• _Goal of the exercise_:
Render every row below as a numbered list, skipping blank lines. Leave the pictures out of your answer.

• _Entries supplied_:
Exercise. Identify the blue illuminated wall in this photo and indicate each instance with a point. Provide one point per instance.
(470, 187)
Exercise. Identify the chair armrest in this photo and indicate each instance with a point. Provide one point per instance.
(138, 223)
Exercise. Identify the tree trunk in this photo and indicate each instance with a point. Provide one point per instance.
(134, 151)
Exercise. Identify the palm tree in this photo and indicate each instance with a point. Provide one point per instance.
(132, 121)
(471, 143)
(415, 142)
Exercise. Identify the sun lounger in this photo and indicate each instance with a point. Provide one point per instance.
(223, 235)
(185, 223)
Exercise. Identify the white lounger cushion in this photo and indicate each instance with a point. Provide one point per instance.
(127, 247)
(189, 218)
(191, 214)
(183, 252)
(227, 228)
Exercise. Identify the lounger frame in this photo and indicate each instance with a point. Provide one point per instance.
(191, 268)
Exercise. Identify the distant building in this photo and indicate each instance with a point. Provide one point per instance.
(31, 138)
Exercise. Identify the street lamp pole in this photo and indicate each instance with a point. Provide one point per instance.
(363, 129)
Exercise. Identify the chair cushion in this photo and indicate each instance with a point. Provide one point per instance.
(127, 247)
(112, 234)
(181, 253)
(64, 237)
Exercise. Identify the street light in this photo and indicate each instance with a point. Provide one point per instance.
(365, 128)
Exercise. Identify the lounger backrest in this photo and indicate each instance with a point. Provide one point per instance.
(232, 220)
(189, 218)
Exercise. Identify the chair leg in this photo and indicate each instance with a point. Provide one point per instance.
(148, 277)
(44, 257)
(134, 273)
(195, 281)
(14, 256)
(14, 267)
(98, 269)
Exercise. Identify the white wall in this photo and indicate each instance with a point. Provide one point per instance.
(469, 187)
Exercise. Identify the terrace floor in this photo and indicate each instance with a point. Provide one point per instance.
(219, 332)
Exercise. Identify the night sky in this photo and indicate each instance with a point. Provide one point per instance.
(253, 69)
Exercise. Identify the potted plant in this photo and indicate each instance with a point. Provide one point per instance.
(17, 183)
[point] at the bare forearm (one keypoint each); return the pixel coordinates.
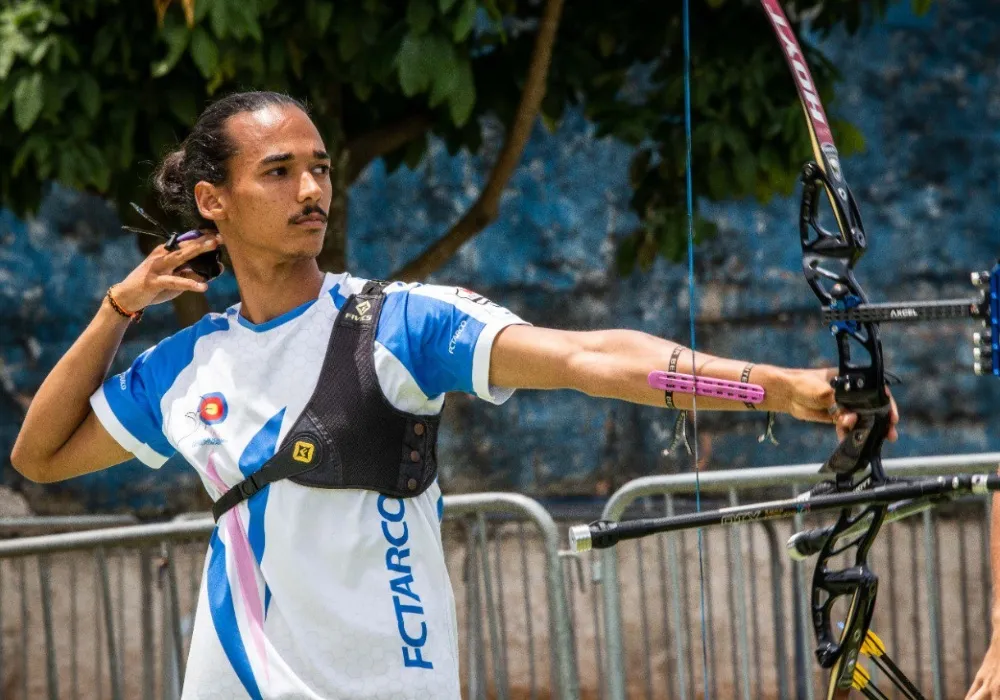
(995, 564)
(616, 363)
(63, 400)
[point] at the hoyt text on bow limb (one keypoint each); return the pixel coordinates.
(857, 487)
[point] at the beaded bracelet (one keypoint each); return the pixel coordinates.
(135, 317)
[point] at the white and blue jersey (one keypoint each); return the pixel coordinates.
(310, 593)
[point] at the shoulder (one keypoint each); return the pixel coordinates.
(435, 301)
(175, 352)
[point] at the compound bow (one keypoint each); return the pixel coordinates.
(857, 486)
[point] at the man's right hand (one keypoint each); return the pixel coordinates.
(986, 685)
(164, 275)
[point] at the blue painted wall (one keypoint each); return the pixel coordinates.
(922, 90)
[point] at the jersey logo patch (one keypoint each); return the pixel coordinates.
(213, 408)
(463, 293)
(358, 314)
(303, 451)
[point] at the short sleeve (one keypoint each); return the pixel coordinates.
(443, 336)
(128, 406)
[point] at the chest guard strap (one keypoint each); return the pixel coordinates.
(349, 436)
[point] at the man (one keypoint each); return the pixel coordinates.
(309, 410)
(986, 685)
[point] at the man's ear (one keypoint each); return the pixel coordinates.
(210, 201)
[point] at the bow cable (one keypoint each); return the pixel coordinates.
(691, 309)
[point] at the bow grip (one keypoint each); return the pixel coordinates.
(861, 443)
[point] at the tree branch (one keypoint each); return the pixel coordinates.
(374, 144)
(485, 209)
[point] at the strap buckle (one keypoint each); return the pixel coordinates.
(249, 486)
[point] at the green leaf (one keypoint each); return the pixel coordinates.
(22, 155)
(324, 13)
(7, 56)
(350, 39)
(204, 52)
(465, 21)
(419, 14)
(5, 98)
(412, 63)
(218, 17)
(127, 145)
(29, 96)
(68, 169)
(103, 44)
(463, 96)
(97, 170)
(41, 48)
(744, 171)
(606, 43)
(90, 94)
(176, 36)
(445, 69)
(183, 105)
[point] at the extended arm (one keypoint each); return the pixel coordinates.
(986, 685)
(615, 364)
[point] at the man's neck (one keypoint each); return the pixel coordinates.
(267, 292)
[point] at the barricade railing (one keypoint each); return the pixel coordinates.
(142, 582)
(656, 649)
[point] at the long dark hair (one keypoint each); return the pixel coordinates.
(205, 153)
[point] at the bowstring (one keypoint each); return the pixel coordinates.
(691, 307)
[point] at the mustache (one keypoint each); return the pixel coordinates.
(308, 211)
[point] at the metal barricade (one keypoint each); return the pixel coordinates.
(108, 613)
(757, 640)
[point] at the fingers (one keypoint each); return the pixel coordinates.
(182, 284)
(188, 250)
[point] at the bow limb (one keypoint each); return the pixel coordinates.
(828, 260)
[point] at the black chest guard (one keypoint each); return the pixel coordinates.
(349, 436)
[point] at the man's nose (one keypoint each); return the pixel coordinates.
(309, 188)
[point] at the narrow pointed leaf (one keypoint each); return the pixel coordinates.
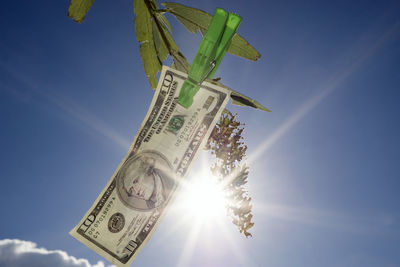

• _Exercise answer_:
1. Exercise. Identify the blue illuminated wall in this photo and indicate each instance with a point. Provide one point per instance.
2. (470, 187)
3. Exercise. Identify the chair armrest in this photo and indicate each instance with a point. Provide one point per instance.
4. (138, 223)
5. Exercise. Identify the tree trunk in this photo and indicate each instance with a point. Provide one point per instance.
6. (134, 151)
7. Exercise. Identify the palm tree in this photo and indicate each instance with a point. Provide one point per instance.
8. (132, 121)
9. (471, 143)
10. (415, 142)
11. Exercise. Identify the sun lounger in this photo and indicate each instance with a point. Provide one point per instance.
12. (223, 235)
13. (185, 223)
14. Exercise. Identify the white lounger cushion in this photo and indicate each instance with a point. Provide one point per instance.
15. (127, 247)
16. (189, 218)
17. (191, 214)
18. (183, 252)
19. (227, 228)
20. Exercise. Identify the lounger frame in this photo and indicate each instance with a point. Provide one point per instance.
21. (191, 268)
22. Exercise. Identify the distant building in this photo and indicate each instance with a point. Provide one point per instance.
23. (31, 138)
24. Exercise. Identify the street lamp pole in this photo and indicate each instance with a point. Provide one point per instance.
25. (363, 129)
26. Exercise. Identify the chair cushion in this photo and indicate each instance with a point. Provide one point per instance.
27. (127, 247)
28. (112, 234)
29. (181, 253)
30. (64, 237)
31. Exercise. Identify the street light in this photo and indicate each instance with a point. Provide one point per instance.
32. (365, 128)
33. Exercise. Identify the lounger backrest in this photo and indicate each instance with a point. Provide one point per instance.
34. (232, 220)
35. (189, 218)
36. Exercise. Identify the chair leg in this photo and indicate each instance with a point. Provide one point per instance.
37. (148, 277)
38. (44, 257)
39. (134, 273)
40. (195, 281)
41. (14, 256)
42. (14, 267)
43. (98, 269)
44. Exercise. Identify the white wall in this photo and indicate each instance with a point. Provide one point per instance.
45. (469, 187)
46. Exercise. Identify the terrace floor in this photo and indicate each instance with a point. Provide one point per instance.
47. (219, 332)
48. Exercise. Identify the night sky in this photo and indicate each instance with a point. Provide one point per instance.
49. (253, 69)
50. Exercise. Identify the potted plant in this photo and indicate each instance with a point. Provide one point per instance.
51. (17, 183)
52. [point] at the bare forearm (one keypoint each); return the pixel coordinates.
53. (995, 564)
54. (616, 363)
55. (63, 400)
56. [point] at the hoyt text on bow limb (one keypoint each); return the pixel coordinates.
57. (857, 487)
58. [point] at the beaded bracelet (one keypoint each); return the pixel coordinates.
59. (135, 317)
60. [point] at the white and blue jersey (one keypoint each); return the pixel coordinates.
61. (310, 593)
62. [point] at the shoulder (one keypoint each); return the pixel coordinates.
63. (435, 301)
64. (175, 352)
65. [point] at the compound bow (one keypoint each); return the pixel coordinates.
66. (857, 486)
67. [point] at the man's right hand (one keypoint each); return the pixel coordinates.
68. (986, 685)
69. (164, 275)
70. [point] at the blue painted wall (one keypoint each); return the pixel coordinates.
71. (922, 90)
72. [point] at the jersey logo patch (one keypoint each); return the pixel coordinates.
73. (213, 408)
74. (463, 293)
75. (358, 314)
76. (303, 451)
77. [point] at the short sleeve (one keypoint each); return the pixel coordinates.
78. (443, 336)
79. (128, 406)
80. [point] at the chest guard strap (one keypoint each); return the pixel coordinates.
81. (349, 436)
82. [point] at the man (one keypoint each); return the pixel coordinates.
83. (309, 410)
84. (986, 685)
85. [point] at the man's ear (one keypoint each); return the pixel coordinates.
86. (210, 201)
87. [point] at the bow cable (one keypoint each); return the pixel coordinates.
88. (691, 309)
89. [point] at the bow grip (one keypoint each); return the pixel coordinates.
90. (861, 443)
91. [point] at the tree branch (one keypoint each); return the pixel coordinates.
92. (374, 144)
93. (485, 209)
94. [point] at the strap buckle (one keypoint each); return the pixel coordinates.
95. (249, 486)
96. [point] at the green leaf (one keypoint each); return the pixel coordinates.
97. (22, 155)
98. (324, 13)
99. (7, 56)
100. (350, 39)
101. (204, 52)
102. (465, 21)
103. (419, 14)
104. (5, 98)
105. (412, 63)
106. (218, 17)
107. (127, 145)
108. (29, 96)
109. (68, 169)
110. (103, 44)
111. (463, 96)
112. (97, 170)
113. (41, 48)
114. (744, 171)
115. (606, 43)
116. (90, 94)
117. (176, 36)
118. (445, 69)
119. (183, 105)
120. [point] at the extended arm (one keypoint each); return the pixel coordinates.
121. (986, 685)
122. (615, 364)
123. [point] at the man's neck (one keypoint each); return the pixel coordinates.
124. (267, 292)
125. [point] at the barricade railing (one keypoint each); return the pixel coordinates.
126. (142, 582)
127. (656, 649)
128. [point] at the long dark hair (one keypoint each); return the pixel coordinates.
129. (205, 153)
130. [point] at the bowstring (one keypoint each); return the pixel coordinates.
131. (691, 307)
132. [point] at the mustache (one keypoint each); return the pixel coordinates.
133. (308, 211)
134. [point] at the metal barricade (one keypoint each); return the pixel coordinates.
135. (108, 613)
136. (757, 640)
137. [point] at the fingers (one keypoint each); return the pixel coordinates.
138. (182, 284)
139. (188, 250)
140. [point] at the bow limb (one keypoint each); return the pixel coordinates.
141. (828, 260)
142. [point] at the black chest guard (one keypoint each); return the pixel coordinates.
143. (349, 436)
144. [point] at the man's nose (one keypoint each); return the pixel coordinates.
145. (309, 188)
146. [point] at the narrow pointed leaf (one keypoint each); return the pixel coordinates.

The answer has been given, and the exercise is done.